Text -
Verbrechen der Weltreligionen

Ich würde behaupten wollen, gerade die extreme emotionale bzw religiös-ideologische Aufladung, die die Grundlage der Kreuzzugsidee bilden, erklären die besondere Rezeption dieser Eroberungskriege vor allem anderen. "Deus lo vult!" ist ja nicht umsonst noch heute ein recht bekanntes Schlagwort,

Die von dir genannte "Aufladung" bildete sowohl die Basis der christlichen Kreuzzüge als auch der militärischen Expansion der Araber im 7. Jh., deren Heere den Islam vom Atlantik bis zum Indus verbreiteten. Die beiden Weltreligionen Islam und Christentum blieben sich da wenig schuldig.
 
Was die Eingangsfrage betrifft: Das Alte Testament ist doch voll von Geschichten, wo Gott seinem Volk befiehlt, Nachbarvölker zu massakrieren. Ob es von diesen Texten unabhängige Berichte über diese Greueltaten gibt, weiß ich nicht.
Auch hier sollte man aber differenzieren: Dass Gräueltaten göttlicher Wille gewesen seien, ist doch vermutlich bloß eine nachträgliche Rechtfertigung der Autoren der biblischen Bücher. Dass schon zur Zeit der Begehung der Gräueltaten (soweit sie überhaupt historisch sind) die Täter dachten, sie würden Gottes Willen erfüllen, ist damit noch lange nicht gesagt, wird sich aber nicht klären lassen, da wir für die Zeit der Landnahme und die ersten Jahrhunderte der Israeliten in Palästina keine wirklich eindeutigen zeitgenössischen Quellen haben. (Z. B. wird zwar in einem Brief aus Mari ein räuberischer Stamm "Benjaminiter" erwähnt, allerdings stammt der Brief vermutlich aus dem 18. Jhdt. v. Chr.)
Nicht vergessen sollte man aber auch, dass sich das Judentum erst allmählich entwickelte und das, was wir unter Judentum verstehen, zur Zeit der Landnahme und der ersten Jahrhunderte vermutlich noch gar nicht existierte. Der Monotheismus scheint sich erst im 7. Jhdt. v. Chr. endgültig durchgesetzt zu haben.

Gestellte Aufgabe 1 - Gib den Abschnitt aus dem Text über die Verbrechen der Weltreligionen von „Verbrechen der Weltreligionen“ bis „da wenig schuldig.“ wortgetreu wieder.
Gestellte Aufgabe 2 - In welchem Jahrhundert scheint sich laut dem Text über die Verbrechen der Weltreligionen der Monotheismus endgültig durchgesetzt zu haben?
Gestellte Aufgabe 3 - Führe den Text über die Verbrechen der Weltreligionen im Anschluss an seinen letzten Satz weiter.
Die Einträge haben hiermit nichts zu tun.

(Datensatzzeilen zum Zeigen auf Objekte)
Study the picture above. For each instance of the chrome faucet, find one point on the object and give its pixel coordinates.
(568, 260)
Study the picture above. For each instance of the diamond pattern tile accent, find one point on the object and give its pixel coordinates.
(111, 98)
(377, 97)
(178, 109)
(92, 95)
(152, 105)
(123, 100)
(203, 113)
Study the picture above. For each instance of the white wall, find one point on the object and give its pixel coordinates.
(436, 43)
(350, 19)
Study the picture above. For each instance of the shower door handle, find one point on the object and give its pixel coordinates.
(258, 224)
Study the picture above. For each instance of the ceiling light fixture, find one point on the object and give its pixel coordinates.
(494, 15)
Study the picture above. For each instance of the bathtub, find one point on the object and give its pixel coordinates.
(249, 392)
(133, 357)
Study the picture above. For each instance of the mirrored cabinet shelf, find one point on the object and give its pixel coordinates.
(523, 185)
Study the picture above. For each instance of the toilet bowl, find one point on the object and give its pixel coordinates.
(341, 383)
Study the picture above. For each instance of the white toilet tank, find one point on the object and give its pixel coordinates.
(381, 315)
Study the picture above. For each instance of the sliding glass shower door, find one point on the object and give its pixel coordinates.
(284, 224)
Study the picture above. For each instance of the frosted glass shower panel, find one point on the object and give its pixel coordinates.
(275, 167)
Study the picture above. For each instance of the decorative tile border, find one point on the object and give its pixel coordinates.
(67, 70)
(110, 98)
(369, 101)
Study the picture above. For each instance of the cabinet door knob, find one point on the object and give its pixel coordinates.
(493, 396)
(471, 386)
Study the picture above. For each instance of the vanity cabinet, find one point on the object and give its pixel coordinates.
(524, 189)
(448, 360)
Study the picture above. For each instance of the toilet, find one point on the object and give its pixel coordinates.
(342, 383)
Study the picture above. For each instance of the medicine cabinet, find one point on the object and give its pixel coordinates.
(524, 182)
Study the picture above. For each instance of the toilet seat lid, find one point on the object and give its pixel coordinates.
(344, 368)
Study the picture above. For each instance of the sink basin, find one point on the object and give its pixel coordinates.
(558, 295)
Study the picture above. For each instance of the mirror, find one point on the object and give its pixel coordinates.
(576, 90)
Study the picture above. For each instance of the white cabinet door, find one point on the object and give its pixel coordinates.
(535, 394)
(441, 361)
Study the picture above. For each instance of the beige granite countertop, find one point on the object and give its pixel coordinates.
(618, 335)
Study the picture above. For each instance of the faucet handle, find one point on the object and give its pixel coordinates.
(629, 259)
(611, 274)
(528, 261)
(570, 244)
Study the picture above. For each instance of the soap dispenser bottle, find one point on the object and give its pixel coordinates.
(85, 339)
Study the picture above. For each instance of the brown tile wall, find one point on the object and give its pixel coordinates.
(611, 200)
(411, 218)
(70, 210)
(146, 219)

==

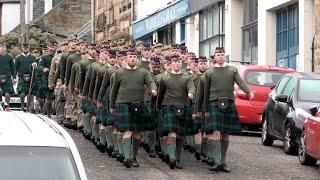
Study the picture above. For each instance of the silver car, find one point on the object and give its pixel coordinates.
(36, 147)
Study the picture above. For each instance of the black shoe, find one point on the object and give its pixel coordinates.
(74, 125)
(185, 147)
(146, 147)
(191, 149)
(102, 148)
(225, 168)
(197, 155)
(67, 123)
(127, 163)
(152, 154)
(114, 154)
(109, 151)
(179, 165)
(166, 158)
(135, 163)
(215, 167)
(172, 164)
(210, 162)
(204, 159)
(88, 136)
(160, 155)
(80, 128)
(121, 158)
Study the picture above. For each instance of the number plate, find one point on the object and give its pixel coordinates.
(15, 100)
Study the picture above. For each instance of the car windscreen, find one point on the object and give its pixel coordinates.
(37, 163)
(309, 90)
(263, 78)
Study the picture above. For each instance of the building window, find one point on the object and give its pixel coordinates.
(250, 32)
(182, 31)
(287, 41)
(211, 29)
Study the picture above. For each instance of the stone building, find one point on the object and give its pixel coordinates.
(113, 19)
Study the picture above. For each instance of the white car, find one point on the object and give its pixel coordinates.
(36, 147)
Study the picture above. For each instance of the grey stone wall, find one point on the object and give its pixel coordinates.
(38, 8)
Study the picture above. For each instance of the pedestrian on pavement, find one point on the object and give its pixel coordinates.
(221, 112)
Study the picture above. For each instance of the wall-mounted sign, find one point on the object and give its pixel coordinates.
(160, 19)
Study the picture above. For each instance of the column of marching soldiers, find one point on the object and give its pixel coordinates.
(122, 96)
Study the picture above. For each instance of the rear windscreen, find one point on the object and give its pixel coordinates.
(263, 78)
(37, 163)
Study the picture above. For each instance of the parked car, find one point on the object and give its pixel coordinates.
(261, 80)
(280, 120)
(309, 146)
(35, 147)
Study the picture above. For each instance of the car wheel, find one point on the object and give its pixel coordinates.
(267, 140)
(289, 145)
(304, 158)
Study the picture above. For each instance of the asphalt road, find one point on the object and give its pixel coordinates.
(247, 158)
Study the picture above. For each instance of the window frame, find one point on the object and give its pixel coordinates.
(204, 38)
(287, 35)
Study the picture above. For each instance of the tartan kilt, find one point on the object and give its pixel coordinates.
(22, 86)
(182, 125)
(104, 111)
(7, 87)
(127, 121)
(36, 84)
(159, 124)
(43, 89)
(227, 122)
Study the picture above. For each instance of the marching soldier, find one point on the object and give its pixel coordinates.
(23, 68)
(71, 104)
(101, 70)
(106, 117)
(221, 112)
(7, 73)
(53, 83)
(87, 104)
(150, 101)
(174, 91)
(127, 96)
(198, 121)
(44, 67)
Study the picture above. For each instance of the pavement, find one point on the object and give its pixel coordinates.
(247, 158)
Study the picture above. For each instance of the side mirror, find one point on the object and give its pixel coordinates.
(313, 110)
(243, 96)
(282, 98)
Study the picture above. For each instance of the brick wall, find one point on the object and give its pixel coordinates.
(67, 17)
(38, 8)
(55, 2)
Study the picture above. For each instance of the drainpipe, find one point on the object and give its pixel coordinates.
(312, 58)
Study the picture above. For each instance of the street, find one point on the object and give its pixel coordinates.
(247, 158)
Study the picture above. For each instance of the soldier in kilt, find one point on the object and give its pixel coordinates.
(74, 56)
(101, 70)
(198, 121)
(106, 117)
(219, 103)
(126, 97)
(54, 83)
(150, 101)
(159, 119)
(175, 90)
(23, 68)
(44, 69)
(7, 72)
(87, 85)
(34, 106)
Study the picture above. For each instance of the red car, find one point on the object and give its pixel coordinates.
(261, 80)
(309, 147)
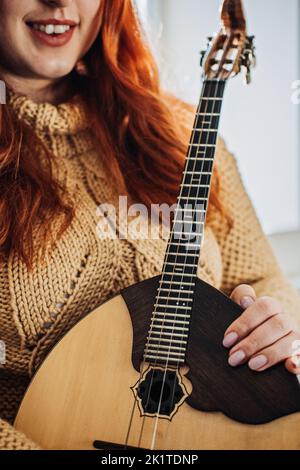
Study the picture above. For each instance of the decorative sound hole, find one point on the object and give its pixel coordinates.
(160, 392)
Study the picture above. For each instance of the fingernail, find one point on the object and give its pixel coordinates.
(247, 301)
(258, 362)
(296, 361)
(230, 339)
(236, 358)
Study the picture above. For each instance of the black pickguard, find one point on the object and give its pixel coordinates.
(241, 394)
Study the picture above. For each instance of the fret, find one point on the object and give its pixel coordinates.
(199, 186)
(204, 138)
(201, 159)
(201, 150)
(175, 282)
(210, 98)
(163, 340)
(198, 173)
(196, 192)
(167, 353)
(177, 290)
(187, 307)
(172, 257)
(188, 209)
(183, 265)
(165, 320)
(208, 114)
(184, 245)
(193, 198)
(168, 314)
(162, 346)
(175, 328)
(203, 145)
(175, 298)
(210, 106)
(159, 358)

...

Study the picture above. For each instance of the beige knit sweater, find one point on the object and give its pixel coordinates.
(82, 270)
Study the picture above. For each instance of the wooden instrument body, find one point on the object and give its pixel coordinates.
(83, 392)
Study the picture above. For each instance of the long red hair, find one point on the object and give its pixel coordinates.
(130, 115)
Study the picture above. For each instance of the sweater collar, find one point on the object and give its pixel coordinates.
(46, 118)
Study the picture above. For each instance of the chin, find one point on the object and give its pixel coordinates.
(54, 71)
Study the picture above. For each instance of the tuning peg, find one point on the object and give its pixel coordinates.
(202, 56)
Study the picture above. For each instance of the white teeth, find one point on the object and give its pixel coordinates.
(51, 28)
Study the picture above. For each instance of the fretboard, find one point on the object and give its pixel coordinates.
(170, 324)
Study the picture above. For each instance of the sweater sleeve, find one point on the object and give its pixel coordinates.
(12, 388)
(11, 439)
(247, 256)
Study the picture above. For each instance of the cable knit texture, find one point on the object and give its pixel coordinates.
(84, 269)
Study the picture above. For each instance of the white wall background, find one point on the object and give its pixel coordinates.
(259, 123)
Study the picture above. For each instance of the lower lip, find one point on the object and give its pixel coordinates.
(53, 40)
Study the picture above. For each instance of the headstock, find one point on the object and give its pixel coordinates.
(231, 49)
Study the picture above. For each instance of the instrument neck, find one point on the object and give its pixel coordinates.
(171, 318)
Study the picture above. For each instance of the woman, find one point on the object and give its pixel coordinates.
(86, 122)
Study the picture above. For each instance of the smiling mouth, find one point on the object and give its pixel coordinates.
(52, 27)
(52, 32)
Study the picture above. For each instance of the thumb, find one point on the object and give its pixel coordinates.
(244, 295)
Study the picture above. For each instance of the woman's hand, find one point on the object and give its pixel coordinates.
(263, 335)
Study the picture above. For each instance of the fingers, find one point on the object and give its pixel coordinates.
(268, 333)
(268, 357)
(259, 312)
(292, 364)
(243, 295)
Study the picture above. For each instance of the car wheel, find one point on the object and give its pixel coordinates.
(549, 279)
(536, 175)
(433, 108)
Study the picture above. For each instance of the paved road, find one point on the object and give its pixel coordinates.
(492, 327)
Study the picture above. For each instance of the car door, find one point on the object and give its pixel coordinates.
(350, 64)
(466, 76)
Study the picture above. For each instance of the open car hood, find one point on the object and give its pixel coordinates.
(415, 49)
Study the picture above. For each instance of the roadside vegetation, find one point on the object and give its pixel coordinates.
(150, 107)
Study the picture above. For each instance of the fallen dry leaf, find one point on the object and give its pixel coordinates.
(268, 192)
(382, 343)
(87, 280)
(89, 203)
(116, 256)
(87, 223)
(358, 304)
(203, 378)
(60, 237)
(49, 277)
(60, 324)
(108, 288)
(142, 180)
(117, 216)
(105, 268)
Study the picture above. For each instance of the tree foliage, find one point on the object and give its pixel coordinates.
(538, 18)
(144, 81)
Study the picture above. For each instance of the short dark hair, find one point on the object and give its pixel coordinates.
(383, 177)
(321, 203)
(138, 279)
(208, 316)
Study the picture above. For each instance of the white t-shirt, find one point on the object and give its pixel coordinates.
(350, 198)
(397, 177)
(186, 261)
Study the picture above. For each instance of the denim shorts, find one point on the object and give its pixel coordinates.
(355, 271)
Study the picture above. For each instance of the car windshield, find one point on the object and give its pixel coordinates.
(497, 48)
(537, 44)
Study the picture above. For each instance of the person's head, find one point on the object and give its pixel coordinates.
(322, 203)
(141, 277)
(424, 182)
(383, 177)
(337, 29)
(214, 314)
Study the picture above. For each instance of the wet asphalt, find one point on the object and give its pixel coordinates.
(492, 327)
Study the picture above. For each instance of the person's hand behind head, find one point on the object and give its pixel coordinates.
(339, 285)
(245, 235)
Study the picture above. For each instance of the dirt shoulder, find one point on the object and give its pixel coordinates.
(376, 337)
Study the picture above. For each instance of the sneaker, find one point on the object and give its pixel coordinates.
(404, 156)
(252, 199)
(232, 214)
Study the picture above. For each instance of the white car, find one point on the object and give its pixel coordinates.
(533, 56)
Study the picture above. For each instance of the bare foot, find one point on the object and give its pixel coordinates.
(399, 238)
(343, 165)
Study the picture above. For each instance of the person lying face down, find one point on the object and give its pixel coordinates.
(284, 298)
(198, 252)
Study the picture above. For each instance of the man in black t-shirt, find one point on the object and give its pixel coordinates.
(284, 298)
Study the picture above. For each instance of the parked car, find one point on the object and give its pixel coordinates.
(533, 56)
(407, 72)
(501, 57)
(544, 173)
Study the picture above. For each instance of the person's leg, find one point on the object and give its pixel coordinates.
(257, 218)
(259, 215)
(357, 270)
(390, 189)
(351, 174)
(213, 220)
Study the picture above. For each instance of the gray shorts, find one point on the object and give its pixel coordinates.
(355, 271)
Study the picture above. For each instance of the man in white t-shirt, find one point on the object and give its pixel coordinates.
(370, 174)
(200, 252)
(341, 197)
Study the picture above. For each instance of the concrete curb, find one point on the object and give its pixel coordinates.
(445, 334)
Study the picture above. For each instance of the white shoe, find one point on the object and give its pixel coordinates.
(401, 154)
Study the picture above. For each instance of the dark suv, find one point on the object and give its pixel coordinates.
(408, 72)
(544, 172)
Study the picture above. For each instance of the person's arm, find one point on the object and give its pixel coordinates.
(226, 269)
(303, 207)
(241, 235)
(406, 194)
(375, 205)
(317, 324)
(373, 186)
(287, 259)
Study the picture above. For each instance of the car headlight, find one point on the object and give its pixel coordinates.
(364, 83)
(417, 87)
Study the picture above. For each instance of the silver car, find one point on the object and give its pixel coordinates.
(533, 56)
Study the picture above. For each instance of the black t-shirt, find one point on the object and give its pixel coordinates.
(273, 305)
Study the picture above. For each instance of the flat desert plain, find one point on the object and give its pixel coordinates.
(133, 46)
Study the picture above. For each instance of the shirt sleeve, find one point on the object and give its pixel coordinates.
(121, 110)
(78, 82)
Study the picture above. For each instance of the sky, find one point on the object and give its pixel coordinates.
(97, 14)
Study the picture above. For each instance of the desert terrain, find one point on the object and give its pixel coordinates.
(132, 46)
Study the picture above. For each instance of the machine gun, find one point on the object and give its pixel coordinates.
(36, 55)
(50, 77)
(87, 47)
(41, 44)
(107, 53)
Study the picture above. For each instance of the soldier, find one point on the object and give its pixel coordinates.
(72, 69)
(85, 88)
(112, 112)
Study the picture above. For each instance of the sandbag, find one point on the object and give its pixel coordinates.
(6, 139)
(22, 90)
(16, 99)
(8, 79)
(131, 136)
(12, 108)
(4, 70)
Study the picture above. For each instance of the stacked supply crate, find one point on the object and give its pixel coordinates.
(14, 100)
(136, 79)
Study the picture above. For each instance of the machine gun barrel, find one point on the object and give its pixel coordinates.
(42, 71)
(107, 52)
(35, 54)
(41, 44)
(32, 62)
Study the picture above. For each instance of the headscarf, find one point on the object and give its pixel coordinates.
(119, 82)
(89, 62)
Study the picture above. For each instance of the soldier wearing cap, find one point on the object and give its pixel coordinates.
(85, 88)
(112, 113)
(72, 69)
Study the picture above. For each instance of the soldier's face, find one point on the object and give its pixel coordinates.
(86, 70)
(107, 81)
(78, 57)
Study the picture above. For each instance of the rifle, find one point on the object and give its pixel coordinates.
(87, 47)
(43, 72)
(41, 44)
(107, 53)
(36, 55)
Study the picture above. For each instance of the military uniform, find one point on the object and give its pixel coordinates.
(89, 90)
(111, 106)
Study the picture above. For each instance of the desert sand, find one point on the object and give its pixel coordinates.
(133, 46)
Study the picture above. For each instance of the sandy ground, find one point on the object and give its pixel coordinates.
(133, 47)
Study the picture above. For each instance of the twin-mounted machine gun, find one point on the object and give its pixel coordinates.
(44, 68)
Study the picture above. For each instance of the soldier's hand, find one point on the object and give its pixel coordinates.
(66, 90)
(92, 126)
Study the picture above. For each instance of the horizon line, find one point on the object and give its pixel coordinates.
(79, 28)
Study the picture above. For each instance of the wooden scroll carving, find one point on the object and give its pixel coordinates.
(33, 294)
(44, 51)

Antwort 1 -
Verbrechen der Weltreligionen

Ich würde behaupten wollen, gerade die extreme emotionale bzw religiös-ideologische Aufladung, die die Grundlage der Kreuzzugsidee bilden, erklären die besondere Rezeption dieser Eroberungskriege vor allem anderen. "Deus lo vult!" ist ja nicht umsonst noch heute ein recht bekanntes Schlagwort,

Die von dir genannte "Aufladung" bildete sowohl die Basis der christlichen Kreuzzüge als auch der militärischen Expansion der Araber im 7. Jh., deren Heere den Islam vom Atlantik bis zum Indus verbreiteten. Die beiden Weltreligionen Islam und Christentum blieben sich da wenig schuldig.

Antwort 2 - Im 7. Jahrhundert v. Chr.

Antwort 3 -
 
Auf die Gefahr hin im konkreten Fall eines anderen belehrt zu werden, würde ich z.B. meinen, dass wenn Karl V. weniger Schiss vor Hölle und Fegefeuer gehabt hätte, er mit Luther anders verfahren wäre, sich auf die Diskussion eingelassen hätte und vieleicht der 30jährige Krieg hätte vermieden werden können.

Das befürchtete Fegefeuer hat Karl V: sicher nicht daran gehindert, Luther das Leben zu nehmen. Es waren die Luther und seiner Lehre verbundenen Reichsfürsten - unter ihnen auch einige sehr mächtige - die Karl V. davon abhielten und deren Hilfe er besonders bei seinen unaufhörlichen Kämpfen gegen Türken, Franzosen usw. brauchte. Einen weiteren Nebenkriegsplatz Deutschland konnte sich Karl V. nicht leisten, sodass weder eine Verbrennung als Ketzer noch ähnliche Maßnahmen in Erwägung gezogen werden konnten. Allerdings - ein spanischer Luther hätte gewiss nicht lange gelebt; auf den hätte ein Autodafé gewartet.

Ob aber die Formel "ohne Luther kein 30jähriger Krieg" so schlicht zu stellen ist, muss bezweifelt werden.
 
Ob aber die Formel "ohne Luther kein 30jähriger Krieg" so schlicht zu stellen ist, muss bezweifelt werden.
Richtig, zumal ja nicht alle Protestanten in Deutschland Lutheraner waren. Der Winterkönig beispielsweise war Reformierter.
Zum anderen bedeutete eine gemeinsame Religionszugehörigkeit noch lange nicht, dass man auf der selben Seite stand. So kämpfte Kursachsen zeitweise gegen Protestanten. Eine wirkliche Solidarität innerhalb eines konfessionellen Lagers gab es kaum; so lehnte die Union lange Zeit einen Kriegseintritt auf der Seite der Kurpfalz ab.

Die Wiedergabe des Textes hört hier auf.